── Task input ──

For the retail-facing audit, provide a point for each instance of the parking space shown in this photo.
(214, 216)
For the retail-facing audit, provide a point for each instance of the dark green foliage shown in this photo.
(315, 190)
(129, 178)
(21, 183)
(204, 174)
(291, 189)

───

**Your task**
Write out each of the records above word for word, keeping them in the same order.

**Exercise answer**
For the retail-facing audit, provide a point for each instance of the parking space shown in this photo.
(214, 216)
For the retail-facing audit, provide a point for each instance of the dark green foliage shown in this photo.
(315, 190)
(129, 178)
(21, 183)
(204, 174)
(291, 189)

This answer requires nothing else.